TASK ITEM:
Please output the entries below from the line that contains "For every instance of the arched" through the final line, reproduced exactly and alone.
──────── TASK INPUTS
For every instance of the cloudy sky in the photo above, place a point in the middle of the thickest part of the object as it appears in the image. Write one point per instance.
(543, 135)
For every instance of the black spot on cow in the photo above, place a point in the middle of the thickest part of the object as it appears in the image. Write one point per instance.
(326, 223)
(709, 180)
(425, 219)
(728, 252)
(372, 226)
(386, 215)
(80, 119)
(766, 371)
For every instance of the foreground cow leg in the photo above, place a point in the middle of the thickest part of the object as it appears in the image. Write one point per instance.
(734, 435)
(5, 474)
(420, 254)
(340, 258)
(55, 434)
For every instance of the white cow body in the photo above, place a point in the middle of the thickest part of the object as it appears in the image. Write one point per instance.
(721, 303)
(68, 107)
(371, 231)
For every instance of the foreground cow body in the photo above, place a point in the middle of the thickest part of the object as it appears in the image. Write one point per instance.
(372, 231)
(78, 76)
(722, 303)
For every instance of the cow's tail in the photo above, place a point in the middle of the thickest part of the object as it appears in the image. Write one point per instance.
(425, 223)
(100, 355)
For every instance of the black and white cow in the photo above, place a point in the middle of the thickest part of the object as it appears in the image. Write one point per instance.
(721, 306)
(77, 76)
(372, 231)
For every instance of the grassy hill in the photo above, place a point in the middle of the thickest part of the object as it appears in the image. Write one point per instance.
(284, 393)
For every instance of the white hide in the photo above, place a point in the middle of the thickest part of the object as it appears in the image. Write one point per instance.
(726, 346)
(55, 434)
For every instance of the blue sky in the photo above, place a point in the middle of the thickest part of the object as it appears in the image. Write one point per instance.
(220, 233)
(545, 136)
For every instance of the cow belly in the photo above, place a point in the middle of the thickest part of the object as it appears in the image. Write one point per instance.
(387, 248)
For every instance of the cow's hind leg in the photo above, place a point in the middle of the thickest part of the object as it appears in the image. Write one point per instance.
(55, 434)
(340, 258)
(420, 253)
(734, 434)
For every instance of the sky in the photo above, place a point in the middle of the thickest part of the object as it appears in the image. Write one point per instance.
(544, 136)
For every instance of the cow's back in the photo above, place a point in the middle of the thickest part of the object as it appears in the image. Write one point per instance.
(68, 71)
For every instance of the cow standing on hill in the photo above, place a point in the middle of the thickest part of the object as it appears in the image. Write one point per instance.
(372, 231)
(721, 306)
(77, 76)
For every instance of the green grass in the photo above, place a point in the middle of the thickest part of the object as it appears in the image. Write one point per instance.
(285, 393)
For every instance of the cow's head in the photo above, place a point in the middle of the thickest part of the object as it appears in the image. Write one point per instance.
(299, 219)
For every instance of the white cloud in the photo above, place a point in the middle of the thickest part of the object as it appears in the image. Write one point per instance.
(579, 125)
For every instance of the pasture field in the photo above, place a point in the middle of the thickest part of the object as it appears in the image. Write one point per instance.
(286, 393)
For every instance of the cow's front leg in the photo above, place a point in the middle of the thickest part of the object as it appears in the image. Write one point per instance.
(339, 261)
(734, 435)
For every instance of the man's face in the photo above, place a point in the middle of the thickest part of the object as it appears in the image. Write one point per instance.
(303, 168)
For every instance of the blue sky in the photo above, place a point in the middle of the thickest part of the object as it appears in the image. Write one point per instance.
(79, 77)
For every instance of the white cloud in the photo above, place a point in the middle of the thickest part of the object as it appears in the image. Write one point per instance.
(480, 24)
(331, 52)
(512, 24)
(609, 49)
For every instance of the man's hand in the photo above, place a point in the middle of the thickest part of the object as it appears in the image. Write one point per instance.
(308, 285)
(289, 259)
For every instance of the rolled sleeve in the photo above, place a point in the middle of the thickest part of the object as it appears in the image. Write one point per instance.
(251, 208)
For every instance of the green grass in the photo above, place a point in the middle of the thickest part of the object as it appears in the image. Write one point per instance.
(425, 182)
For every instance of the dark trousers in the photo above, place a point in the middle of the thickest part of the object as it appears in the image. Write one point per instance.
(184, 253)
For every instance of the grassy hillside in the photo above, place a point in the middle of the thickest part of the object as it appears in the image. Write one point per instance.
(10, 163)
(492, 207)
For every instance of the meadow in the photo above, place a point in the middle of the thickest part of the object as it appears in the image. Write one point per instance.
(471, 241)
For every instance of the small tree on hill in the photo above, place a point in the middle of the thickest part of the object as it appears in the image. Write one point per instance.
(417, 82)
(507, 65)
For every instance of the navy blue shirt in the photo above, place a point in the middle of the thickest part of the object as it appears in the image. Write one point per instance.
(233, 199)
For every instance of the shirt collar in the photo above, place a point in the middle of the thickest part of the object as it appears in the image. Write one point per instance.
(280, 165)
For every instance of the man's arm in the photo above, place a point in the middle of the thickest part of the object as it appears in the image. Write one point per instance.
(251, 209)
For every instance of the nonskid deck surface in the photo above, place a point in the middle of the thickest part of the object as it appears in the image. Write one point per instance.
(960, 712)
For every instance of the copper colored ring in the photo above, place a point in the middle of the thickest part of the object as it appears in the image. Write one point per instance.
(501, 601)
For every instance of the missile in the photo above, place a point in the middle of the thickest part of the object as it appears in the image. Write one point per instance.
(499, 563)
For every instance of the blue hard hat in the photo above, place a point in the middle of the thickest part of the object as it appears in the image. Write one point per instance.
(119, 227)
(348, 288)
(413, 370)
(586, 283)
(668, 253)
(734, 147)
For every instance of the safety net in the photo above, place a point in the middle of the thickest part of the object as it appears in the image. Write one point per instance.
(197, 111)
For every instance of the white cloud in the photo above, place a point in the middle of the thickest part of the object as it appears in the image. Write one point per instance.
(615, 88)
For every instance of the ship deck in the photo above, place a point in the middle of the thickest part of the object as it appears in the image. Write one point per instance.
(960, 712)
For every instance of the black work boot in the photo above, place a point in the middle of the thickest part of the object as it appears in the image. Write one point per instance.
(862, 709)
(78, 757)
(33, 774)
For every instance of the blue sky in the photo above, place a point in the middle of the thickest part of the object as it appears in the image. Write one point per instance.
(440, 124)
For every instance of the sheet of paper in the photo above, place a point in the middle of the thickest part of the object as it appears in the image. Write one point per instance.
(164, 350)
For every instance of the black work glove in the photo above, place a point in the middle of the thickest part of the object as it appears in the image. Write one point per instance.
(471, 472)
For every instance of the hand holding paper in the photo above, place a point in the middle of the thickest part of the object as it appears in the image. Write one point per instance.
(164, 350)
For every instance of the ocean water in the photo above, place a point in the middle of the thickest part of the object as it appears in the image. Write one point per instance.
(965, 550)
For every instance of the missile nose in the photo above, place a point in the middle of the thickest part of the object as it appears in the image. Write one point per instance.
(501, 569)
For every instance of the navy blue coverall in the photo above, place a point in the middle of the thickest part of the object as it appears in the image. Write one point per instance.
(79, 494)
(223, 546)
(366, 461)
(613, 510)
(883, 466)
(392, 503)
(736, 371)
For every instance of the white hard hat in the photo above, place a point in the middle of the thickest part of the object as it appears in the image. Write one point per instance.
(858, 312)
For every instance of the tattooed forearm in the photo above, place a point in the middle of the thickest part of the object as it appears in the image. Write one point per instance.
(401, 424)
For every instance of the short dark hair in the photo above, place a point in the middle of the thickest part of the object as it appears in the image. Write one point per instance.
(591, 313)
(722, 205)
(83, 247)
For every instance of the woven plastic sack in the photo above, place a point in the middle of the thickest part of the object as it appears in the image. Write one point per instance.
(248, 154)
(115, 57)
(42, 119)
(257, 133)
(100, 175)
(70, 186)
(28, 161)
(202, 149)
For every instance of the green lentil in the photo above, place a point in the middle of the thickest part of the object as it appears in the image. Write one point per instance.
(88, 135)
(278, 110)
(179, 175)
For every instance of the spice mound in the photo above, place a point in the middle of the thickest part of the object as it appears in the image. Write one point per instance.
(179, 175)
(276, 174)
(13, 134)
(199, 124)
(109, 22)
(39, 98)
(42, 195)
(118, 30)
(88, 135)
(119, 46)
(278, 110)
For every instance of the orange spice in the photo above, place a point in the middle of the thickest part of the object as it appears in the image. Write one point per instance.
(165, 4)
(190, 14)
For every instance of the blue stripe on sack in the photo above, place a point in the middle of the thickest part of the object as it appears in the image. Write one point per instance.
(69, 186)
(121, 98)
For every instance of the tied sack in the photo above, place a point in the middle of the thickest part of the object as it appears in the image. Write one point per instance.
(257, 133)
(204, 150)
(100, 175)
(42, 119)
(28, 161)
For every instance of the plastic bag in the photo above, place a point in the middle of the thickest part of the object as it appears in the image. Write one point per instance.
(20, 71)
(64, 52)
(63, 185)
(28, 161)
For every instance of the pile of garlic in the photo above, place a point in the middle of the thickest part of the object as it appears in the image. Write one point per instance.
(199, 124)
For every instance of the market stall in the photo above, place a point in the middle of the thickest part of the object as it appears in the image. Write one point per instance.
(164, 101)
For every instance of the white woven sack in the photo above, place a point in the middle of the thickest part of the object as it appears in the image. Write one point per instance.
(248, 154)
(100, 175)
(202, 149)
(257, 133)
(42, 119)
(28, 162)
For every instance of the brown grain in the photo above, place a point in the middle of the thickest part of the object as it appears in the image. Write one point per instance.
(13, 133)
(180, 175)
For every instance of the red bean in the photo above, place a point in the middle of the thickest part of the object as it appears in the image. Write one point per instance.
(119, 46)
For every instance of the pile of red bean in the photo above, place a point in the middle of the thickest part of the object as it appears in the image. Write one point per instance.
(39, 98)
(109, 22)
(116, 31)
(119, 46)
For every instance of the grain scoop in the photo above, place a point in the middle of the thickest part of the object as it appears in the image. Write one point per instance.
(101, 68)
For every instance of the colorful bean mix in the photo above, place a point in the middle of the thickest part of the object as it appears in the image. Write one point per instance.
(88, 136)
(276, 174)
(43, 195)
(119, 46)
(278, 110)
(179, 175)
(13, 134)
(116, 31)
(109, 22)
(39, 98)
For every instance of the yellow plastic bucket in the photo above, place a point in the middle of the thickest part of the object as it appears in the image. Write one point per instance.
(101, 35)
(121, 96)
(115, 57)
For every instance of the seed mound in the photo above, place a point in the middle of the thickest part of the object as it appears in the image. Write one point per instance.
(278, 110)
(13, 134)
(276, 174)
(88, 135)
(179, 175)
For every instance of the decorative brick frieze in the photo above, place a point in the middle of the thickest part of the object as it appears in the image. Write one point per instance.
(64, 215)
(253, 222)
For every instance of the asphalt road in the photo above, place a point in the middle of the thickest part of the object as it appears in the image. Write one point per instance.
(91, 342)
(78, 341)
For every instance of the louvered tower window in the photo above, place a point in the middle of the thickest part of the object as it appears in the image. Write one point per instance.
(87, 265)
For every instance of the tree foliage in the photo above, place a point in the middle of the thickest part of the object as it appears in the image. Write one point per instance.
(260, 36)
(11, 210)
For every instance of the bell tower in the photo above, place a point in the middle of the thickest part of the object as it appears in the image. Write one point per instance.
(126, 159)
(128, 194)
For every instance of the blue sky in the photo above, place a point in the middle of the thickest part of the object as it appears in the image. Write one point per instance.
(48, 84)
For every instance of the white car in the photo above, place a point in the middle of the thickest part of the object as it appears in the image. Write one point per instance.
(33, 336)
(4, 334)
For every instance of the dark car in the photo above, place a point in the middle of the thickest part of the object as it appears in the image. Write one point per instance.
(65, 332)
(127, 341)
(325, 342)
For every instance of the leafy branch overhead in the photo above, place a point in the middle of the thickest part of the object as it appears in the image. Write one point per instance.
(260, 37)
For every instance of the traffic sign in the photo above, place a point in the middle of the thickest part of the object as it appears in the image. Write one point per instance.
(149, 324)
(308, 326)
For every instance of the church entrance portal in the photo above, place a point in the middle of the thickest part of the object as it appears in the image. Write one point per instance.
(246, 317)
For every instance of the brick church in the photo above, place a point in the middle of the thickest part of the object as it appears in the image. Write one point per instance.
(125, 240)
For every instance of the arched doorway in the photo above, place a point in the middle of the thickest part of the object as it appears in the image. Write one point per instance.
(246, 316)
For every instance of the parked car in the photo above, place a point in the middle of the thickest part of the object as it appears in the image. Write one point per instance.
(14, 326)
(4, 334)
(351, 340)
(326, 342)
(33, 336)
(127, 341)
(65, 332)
────────────────
WRITTEN ANSWER:
For every instance of the arched doorway in the photo above, place a point in the middle of the thickest part of the object as it appears in the image. Write one point per instance.
(246, 316)
For every instance of the parked car in the photo above, place a point in the middle of the thickest part of the object as it appears in the image. Write one point per instance.
(14, 326)
(4, 334)
(351, 340)
(326, 342)
(33, 336)
(127, 341)
(65, 332)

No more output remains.